Filter this material down to the lines that contain the string "wall", and return those lines.

* **Study material**
/---
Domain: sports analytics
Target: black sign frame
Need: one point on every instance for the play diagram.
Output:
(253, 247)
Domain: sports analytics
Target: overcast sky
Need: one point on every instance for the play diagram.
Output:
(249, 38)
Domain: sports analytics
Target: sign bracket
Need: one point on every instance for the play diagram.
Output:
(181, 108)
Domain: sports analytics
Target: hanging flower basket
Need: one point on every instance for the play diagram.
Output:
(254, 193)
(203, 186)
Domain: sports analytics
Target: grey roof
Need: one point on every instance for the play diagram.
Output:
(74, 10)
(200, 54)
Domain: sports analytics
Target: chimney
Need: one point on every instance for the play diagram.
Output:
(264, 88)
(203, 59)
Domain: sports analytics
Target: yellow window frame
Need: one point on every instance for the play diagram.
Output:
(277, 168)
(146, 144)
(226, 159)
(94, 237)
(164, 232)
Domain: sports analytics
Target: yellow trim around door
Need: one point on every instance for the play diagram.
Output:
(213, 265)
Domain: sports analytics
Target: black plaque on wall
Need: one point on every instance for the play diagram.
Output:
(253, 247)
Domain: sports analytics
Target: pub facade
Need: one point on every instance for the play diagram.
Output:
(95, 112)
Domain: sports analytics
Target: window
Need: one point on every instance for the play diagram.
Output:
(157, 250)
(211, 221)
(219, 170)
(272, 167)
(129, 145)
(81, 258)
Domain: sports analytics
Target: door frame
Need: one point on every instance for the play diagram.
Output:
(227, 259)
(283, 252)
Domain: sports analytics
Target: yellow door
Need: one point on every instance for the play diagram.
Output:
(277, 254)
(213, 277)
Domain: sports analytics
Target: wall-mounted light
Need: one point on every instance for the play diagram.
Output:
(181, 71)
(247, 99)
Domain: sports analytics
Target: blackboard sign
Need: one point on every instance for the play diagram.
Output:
\---
* **Problem solution**
Target: black plaque on wall
Target: wall-mounted light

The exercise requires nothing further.